◆ Requirement
Lines that contain "horizon" are to be copied from the material, every one of them.

————

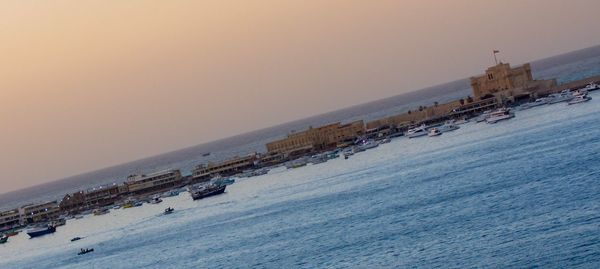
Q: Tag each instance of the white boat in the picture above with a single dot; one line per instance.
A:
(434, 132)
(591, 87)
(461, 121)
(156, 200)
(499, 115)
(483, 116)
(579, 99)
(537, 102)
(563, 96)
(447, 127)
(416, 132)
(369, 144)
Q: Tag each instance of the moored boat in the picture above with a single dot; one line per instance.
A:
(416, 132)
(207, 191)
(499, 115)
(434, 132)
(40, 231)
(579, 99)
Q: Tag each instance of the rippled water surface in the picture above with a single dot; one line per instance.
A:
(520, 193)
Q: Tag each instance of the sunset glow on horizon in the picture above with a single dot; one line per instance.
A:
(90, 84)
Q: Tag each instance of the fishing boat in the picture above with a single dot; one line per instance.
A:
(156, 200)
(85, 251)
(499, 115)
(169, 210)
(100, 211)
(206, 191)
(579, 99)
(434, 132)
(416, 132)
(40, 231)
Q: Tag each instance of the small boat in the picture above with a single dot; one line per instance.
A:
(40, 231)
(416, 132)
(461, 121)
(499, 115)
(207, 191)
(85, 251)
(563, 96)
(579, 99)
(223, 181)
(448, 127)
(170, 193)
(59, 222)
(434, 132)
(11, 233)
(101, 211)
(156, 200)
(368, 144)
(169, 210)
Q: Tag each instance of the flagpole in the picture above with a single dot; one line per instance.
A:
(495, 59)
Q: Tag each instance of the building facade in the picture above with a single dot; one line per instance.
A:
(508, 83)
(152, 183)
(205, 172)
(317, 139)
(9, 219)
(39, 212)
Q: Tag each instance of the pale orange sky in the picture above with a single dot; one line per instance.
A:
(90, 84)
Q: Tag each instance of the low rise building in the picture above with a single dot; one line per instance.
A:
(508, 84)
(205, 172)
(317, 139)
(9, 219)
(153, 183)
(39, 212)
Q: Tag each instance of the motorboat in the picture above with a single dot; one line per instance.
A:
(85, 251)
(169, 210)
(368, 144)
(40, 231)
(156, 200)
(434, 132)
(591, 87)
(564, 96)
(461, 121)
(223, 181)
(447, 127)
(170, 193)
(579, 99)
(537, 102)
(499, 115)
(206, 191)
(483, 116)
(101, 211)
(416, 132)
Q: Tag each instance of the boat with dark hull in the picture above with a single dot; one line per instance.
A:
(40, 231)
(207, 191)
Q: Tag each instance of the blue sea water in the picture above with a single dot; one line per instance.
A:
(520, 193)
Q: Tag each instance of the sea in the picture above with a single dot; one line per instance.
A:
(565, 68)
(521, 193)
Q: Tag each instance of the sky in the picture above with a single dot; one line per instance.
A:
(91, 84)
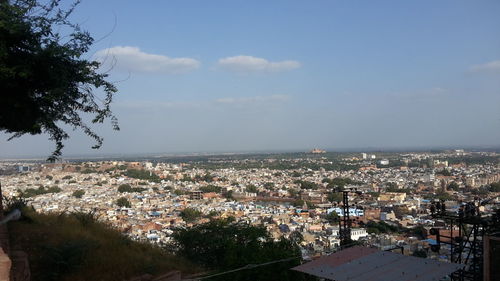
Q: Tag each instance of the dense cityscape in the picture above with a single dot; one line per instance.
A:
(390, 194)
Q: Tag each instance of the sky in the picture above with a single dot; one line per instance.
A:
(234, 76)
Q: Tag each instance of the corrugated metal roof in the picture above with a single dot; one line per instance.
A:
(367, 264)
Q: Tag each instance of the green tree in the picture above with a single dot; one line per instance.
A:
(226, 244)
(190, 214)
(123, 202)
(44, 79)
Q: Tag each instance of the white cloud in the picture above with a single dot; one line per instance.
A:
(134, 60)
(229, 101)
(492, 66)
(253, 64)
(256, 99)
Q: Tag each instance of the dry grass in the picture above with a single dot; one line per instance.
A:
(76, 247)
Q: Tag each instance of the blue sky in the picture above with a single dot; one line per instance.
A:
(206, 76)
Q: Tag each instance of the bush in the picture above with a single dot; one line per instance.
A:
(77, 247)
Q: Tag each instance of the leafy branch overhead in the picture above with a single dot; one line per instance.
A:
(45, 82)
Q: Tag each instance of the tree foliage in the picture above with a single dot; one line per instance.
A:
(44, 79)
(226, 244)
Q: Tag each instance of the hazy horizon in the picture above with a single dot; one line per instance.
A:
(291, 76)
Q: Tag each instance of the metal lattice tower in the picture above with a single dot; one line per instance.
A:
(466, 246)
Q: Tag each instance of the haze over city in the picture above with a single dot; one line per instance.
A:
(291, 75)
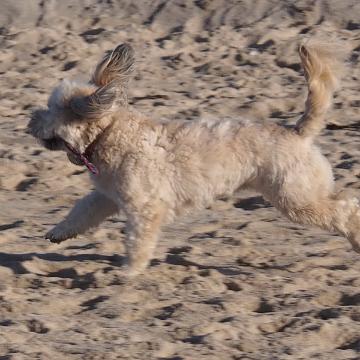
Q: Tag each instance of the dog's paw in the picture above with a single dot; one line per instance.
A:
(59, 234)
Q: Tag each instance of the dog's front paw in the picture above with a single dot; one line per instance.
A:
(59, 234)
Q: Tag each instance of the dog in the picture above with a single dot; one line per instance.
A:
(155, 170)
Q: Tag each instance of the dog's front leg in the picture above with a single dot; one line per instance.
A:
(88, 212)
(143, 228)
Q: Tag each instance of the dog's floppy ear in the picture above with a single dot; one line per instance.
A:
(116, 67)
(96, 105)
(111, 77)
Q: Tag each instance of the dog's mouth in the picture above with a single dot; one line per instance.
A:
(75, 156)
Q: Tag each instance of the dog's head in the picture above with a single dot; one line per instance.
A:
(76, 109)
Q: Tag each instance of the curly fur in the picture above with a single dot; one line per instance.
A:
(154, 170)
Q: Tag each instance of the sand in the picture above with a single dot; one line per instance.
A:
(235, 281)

————

◆ Expected answer
Q: Tag each instance of the sunset glow on horizon in the picture above with a single dot; one line per instance.
Q: Tag each instance of the hazy horizon in the picture above with a single dot; one line per instance.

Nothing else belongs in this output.